■ **Problem requirements**
Would you reproduce, without any alteration, the lines from the opening line of the entries through the line that has "positive clicks: (282, 134)" in it?

(Data listing Opens)

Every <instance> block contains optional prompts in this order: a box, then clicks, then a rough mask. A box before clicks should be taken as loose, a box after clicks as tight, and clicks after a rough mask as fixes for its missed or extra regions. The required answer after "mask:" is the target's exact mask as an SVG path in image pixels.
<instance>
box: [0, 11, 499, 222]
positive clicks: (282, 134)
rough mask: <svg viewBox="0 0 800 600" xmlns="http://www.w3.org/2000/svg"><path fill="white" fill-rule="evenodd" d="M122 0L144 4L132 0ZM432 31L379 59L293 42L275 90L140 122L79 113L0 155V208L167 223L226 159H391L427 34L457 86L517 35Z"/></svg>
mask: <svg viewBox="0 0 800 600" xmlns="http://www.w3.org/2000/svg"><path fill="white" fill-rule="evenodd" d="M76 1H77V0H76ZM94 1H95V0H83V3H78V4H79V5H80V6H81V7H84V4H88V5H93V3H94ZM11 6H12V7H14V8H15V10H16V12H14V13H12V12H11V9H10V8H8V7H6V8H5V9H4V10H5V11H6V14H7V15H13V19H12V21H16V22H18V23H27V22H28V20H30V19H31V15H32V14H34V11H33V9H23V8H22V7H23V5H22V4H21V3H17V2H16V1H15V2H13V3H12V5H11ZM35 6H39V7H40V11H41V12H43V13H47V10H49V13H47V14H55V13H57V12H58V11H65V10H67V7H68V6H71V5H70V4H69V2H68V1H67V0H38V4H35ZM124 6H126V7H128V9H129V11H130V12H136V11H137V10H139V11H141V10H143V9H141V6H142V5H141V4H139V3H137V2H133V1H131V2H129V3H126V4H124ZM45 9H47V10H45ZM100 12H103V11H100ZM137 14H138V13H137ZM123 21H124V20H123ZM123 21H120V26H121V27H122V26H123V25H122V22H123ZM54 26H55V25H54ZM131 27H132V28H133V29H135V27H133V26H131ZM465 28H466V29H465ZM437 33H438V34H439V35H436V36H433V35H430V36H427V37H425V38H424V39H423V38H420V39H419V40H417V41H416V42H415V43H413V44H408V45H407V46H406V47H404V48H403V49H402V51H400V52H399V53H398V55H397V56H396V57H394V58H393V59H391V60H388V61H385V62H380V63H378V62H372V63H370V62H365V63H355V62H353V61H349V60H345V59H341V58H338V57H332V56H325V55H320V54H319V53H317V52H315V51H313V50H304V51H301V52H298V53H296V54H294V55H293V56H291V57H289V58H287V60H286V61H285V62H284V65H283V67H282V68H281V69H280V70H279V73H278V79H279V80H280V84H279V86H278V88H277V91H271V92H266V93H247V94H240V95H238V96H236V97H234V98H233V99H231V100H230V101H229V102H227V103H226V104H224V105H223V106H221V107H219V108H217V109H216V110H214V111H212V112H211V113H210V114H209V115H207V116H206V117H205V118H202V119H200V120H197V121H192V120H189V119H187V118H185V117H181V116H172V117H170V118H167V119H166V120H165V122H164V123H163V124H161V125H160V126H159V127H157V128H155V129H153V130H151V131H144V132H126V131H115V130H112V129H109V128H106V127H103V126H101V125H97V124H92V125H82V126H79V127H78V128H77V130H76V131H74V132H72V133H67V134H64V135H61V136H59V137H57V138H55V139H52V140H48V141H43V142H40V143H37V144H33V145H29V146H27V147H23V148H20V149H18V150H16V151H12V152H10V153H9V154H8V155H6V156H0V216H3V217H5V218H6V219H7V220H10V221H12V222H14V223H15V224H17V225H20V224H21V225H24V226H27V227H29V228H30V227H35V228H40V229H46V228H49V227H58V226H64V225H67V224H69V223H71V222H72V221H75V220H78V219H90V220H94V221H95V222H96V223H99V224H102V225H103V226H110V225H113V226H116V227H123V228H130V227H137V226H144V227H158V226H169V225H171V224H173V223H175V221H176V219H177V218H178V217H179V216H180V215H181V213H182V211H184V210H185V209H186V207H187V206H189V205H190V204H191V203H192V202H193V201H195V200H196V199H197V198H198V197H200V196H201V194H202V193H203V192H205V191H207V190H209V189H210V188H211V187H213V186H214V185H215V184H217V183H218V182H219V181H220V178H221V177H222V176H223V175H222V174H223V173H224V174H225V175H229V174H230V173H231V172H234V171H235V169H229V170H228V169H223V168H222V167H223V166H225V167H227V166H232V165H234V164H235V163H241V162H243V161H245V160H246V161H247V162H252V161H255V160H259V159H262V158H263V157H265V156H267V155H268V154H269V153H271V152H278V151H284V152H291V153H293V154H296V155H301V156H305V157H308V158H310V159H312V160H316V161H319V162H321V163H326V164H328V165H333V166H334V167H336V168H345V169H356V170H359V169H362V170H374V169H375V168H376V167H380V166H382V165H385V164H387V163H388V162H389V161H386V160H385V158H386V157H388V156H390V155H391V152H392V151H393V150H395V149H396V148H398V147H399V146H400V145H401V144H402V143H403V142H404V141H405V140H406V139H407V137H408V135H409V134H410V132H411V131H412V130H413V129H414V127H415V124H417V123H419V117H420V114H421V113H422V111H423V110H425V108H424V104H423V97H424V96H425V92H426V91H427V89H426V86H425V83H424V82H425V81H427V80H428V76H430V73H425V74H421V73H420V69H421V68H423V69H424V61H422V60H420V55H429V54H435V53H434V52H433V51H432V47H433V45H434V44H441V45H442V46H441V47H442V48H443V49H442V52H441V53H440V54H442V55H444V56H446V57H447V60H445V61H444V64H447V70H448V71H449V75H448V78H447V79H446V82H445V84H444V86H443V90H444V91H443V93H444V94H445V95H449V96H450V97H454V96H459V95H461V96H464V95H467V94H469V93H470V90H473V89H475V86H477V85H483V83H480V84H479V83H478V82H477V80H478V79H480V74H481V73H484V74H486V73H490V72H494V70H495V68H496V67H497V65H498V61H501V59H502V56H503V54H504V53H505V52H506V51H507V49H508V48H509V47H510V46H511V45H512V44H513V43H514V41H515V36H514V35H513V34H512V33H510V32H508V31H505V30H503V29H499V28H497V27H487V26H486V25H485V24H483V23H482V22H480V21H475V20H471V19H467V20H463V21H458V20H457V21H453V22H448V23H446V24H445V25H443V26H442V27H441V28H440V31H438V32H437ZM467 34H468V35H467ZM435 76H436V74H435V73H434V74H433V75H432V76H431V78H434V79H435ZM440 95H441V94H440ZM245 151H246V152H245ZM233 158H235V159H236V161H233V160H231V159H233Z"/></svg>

(Data listing Closes)

■ **Task result**
Every <instance> block contains optional prompts in this order: a box, then clicks, then a rough mask. A box before clicks should be taken as loose, a box after clicks as tight, and clicks after a rough mask as fixes for its missed or extra regions. The required answer after "mask:" is the target's exact mask as an SVG path in image pixels.
<instance>
box: [0, 11, 499, 222]
positive clicks: (282, 134)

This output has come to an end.